Document text START
The opinion of the court was delivered by: Leon Jordan United States District Judge
By order dated November 10, 2005 [doc. 20], the court granted in part plaintiff's motion to amend her complaint. Now before the court is defendants' motion for reconsideration [doc. 21] of that order. Plaintiff has responded to the motion, and defendant has submitted a reply. Having considered the arguments raised in the motion for reconsideration, the motion will be denied.
Also before the court is defendants' motion for summary judgment [doc. 24]. Plaintiff has responded to the motion, and defendant has submitted a reply. For the reasons that follow, defendants' summary judgment motion will be denied with leave to renew.
Plaintiff's initial complaint alleges that defendant Advance PCS, Inc. (her former employer) and defendant Randy Hatfield (a local human resources officer) terminated her employment in violation of the Family and Medical Leave Act ("FMLA"). See generally Killian v. Yorozu Auto. Tenn., Inc., ___ F.3d ___, 2006 WL 2009034 (6th Cir. July 20, 2006). The initial complaint also asserts state law tort claims of emotional distress secondary to the termination. The court's November 10, 2005 order allowed plaintiff to amend her complaint to add: (1) an FMLA claim against new defendant Cathy Gaudio, who is Advance PCS, Inc.'s corporate human resources officer; and (2) and a claim of civil conspiracy against defendant Hatfield. Plaintiff's amended complaint has not yet been docketed, pending the court's resolution of the motion for reconsideration.
Document text END
Provided records START
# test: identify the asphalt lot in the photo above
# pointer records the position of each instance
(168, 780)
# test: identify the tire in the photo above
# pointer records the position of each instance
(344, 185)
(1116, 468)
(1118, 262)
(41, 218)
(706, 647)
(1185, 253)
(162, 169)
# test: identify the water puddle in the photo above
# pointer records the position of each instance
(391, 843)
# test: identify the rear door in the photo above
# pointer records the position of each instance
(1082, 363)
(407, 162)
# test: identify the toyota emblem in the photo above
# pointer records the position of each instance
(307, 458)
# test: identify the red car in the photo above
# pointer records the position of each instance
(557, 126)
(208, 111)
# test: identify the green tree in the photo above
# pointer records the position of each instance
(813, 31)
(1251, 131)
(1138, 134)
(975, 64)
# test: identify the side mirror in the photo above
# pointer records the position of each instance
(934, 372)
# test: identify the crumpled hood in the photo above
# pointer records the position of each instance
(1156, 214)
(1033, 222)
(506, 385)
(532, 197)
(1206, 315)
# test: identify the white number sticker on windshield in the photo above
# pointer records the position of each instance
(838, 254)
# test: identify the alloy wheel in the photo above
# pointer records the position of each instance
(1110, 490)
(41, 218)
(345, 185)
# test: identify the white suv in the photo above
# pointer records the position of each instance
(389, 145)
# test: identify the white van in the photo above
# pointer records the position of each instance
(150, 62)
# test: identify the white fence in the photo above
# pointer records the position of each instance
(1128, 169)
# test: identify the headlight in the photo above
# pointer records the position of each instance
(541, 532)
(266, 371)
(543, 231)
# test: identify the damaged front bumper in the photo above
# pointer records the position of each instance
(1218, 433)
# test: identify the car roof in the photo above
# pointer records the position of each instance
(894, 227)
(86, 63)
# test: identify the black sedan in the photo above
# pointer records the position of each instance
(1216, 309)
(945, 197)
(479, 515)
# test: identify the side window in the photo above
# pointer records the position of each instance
Provided records END
# Assigned task A
What position does the court opinion say Randy Hatfield held?
# Assigned task B
Copy the court opinion's passage starting at "The opinion of" and ending at "leave to renew.", switching "reply" to "rebuttal".
# Assigned task C
Pick up the court opinion after its final sentence and keep writing.
The records were taken from a separate source.

# Response box A
He was a local human resources officer.

# Response box B
The opinion of the court was delivered by: Leon Jordan United States District Judge
By order dated November 10, 2005 [doc. 20], the court granted in part plaintiff's motion to amend her complaint. Now before the court is defendants' motion for reconsideration [doc. 21] of that order. Plaintiff has responded to the motion, and defendant has submitted a rebuttal. Having considered the arguments raised in the motion for reconsideration, the motion will be denied.
Also before the court is defendants' motion for summary judgment [doc. 24]. Plaintiff has responded to the motion, and defendant has submitted a rebuttal. For the reasons that follow, defendants' summary judgment motion will be denied with leave to renew.

# Response box C
Primarily, defendants argue that plaintiff's amendment would be futile as to Ms. Gaudio because this court does not have personal jurisdiction over her. Ms. Gaudio is a resident of the state of Arizona. At the time of plaintiff's termination, Ms. Gaudio was a resident of the state of Texas.
Certainly, personal jurisdiction over a corporate officer cannot be based merely upon a court's jurisdiction over the corporation itself. See Weller v. Cromwell Oil Co., 504 F.2d 927, 929 (6th Cir. 1974). Instead, "where an out-of-state agent is actively and personally involved in the conduct giving rise to the claim, the exercise of personal jurisdiction should depend on traditional notions of fair play and substantial justice; i.e., whether she purposely availed herself of the forum and the reasonably foreseeable consequences of that availment." Balance Dynamics Corp. v. Schmitt Indus., 204 F.3d 683, 698 (6th Cir. 2000).
A federal court "may assume jurisdiction over a nonresident defendant only to the extent permitted by the state's long-arm statute and by the Due Process Clause." Neal v. Janssen, 270 F.3d 328, 331 (6th Cir. 2001). Because the Tennessee long-arm statute extends to the constitutional limits of due process, Payne v. Motorists' Mutual Insurance Cos., 4 F.3d 452, 455 (6th Cir. 1993), these two inquiries are merged into the single determination of whether the assertion of personal jurisdiction in this forum violates due process. Nationwide Mut. Ins. Co. v. Tryg Int'l Ins. Co., Ltd., 91 F.3d 790, 793 (6th Cir. 1996) (citing Third Nat'l Bank in Nashville v. WEDGE Group Inc., 882 F.2d 1087, 1089 (6th Cir. 1989)).
Personal jurisdiction is characterized as either "general" or "specific." Nationwide, 91 F.3d at 793-94. Plaintiff does not argue that the broader general jurisdiction applies to Ms. Gaudio, so the court's inquiry must focus on whether specific jurisdiction exists.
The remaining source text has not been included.